28/11/2024

Após crise da carne, comissão do Senado convida CEO do Carrefour e embaixador francês

Após crise da carne, comissão do Senado convida CEO do Carrefour e embaixador francês

SENADORA TEREZA CRISTINA— Foto- Valter Campanato -Agência Brasil

Senadora Tereza Cristina diz que não dá para admitir que coloquem uma imagem ruim e falsa sobre os produtos brasileiros.

A Comissão de Relações Exteriores do Senado aprovou nesta quarta-feira (27) um convite ao embaixador da França e ao CEO do Carrefour no Brasil para que eles se posicionem a respeito da crise desencadeada pelo boicote da rede francesa à carne brasileira.

"Colocar uma imagem ruim, falsa, sobre os produtos brasileiros, não podemos admitir. O pedido de desculpas do CEO francês [do Carrefour] foi um pedido pífio, em que ele não pede desculpas coisa nenhuma", disse a senadora e ex-ministra da Agricultura Tereza Cristina (PP-MS), autora do pedido.

"Ele diz: Francês compra de francês, da União Europeia, o Carrefour brasileiro que compre dos brasileiros. Essa foi a desculpa dele, e ainda fez um pequeno deboche, na minha opinião, ao dizer que a carne brasileira é gostosa. Concordo com ele que a carne brasileira é boa, tem qualidade e é gostosa."

A senadora afirmou ser preciso entender o porquê "da escalada" contra a carne brasileira e destacou que há outra rede na França colocando em dúvida a qualidade dos produtos nacionais. A rede de supermercados francesa Intermarché também anunciou boicote às carnes bovinas, suínas e aves produzidas em países da América do Sul em geral.

Registros brutos:
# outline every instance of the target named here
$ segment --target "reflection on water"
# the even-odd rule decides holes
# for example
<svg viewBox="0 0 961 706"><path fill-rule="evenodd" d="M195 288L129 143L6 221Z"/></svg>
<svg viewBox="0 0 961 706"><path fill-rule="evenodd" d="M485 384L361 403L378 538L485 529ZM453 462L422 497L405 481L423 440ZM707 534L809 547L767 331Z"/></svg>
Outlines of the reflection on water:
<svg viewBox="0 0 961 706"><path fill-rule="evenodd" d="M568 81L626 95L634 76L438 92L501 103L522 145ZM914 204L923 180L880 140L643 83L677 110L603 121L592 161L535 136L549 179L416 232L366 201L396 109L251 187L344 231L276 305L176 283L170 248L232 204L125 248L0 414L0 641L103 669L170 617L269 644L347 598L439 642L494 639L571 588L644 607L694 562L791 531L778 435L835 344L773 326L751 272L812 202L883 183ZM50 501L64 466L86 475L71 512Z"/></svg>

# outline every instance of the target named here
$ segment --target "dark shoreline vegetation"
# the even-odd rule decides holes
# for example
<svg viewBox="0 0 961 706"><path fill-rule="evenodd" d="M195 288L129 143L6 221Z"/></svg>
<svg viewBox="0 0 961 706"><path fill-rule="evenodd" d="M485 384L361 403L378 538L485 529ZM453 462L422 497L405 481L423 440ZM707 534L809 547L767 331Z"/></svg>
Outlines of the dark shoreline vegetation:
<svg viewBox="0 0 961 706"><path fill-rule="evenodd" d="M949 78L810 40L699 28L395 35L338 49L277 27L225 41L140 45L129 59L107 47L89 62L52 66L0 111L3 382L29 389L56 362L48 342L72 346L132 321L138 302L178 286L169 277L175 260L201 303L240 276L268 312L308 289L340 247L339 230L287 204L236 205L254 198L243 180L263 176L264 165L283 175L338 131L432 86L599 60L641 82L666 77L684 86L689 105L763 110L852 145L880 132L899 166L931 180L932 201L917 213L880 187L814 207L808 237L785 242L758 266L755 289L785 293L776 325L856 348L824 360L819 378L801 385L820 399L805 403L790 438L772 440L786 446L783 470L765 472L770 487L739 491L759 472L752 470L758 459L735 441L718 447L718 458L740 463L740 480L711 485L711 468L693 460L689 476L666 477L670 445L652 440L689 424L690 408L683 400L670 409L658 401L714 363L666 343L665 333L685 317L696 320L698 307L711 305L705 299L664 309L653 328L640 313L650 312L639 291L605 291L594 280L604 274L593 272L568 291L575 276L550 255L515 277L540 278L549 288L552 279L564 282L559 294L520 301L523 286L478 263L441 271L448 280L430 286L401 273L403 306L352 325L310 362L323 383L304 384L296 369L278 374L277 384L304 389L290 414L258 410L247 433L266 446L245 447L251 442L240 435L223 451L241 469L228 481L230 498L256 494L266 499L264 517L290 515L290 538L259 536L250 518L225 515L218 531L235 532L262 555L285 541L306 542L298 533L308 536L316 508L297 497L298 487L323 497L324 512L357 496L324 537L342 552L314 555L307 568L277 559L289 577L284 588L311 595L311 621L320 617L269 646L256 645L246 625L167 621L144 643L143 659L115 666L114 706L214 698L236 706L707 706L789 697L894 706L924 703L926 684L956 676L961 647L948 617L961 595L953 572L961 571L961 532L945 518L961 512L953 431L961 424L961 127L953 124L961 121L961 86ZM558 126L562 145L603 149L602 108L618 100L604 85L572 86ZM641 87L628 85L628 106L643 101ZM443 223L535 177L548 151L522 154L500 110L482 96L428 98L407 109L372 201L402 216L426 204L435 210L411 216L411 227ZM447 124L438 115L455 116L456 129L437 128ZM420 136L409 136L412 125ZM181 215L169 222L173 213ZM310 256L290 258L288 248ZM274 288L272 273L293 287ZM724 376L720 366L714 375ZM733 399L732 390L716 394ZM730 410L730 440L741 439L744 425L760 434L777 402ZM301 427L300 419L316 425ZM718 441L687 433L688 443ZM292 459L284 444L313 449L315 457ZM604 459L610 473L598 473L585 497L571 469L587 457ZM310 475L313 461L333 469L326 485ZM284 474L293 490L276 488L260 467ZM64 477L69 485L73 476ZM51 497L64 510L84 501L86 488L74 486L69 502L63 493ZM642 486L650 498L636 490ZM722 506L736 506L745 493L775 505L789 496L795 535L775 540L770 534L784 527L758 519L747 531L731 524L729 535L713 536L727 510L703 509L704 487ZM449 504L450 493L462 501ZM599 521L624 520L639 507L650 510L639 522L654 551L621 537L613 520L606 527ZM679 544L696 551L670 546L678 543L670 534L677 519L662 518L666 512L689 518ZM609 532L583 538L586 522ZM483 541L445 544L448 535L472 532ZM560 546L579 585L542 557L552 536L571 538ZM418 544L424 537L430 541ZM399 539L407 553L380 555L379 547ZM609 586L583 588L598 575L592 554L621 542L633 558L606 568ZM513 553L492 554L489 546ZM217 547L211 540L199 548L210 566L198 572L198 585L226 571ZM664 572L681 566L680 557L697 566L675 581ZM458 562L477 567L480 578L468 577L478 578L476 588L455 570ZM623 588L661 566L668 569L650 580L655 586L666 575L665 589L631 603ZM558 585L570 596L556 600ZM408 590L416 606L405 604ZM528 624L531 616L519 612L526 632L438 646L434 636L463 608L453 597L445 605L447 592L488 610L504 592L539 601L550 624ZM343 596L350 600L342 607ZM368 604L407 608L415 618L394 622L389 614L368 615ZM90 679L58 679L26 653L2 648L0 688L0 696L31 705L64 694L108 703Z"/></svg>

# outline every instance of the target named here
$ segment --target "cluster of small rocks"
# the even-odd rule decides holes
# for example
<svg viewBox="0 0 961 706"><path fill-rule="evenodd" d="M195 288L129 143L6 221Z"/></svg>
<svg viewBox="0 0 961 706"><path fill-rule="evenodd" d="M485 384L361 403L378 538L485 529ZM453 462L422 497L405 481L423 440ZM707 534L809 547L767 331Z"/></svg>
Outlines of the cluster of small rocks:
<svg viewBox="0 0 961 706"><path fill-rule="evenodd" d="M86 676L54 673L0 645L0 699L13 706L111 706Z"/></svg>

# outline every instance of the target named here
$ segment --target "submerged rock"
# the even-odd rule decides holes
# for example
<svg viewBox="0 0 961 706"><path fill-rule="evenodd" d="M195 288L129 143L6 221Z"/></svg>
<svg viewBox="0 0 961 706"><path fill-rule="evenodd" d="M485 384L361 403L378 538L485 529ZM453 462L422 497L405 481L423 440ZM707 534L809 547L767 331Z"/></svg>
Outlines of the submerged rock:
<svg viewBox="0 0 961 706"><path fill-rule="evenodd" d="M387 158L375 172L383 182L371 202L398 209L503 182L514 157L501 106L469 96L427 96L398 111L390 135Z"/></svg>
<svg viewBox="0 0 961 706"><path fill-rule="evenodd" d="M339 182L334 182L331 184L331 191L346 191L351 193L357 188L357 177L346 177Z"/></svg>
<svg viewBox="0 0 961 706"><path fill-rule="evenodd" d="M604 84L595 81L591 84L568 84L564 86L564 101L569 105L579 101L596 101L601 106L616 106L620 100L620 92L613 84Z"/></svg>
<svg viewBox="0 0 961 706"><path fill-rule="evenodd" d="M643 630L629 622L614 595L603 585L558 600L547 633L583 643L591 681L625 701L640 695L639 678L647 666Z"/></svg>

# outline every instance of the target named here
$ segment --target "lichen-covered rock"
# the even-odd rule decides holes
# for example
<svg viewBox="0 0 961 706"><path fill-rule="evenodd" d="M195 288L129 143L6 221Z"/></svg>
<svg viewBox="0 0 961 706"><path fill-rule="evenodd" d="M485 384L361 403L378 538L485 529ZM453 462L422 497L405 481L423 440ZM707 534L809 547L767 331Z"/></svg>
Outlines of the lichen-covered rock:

---

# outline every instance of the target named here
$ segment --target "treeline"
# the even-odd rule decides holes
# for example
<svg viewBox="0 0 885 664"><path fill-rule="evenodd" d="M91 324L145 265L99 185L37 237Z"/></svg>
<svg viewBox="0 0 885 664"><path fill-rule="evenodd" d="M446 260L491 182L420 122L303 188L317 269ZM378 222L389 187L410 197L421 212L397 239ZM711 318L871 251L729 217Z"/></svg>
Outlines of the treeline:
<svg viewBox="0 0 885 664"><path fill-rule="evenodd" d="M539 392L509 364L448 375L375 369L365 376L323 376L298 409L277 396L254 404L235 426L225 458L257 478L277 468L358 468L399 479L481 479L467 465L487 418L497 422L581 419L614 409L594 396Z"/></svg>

O que fazer:
Por favor, reproduza fielmente o trecho do texto sobre a crise da carne que começa em "A senadora afirmou" e vai até "Sul em geral.", inclusive.

Resposta da tarefa:
A senadora afirmou ser preciso entender o porquê "da escalada" contra a carne brasileira e destacou que há outra rede na França colocando em dúvida a qualidade dos produtos nacionais. A rede de supermercados francesa Intermarché também anunciou boicote às carnes bovinas, suínas e aves produzidas em países da América do Sul em geral.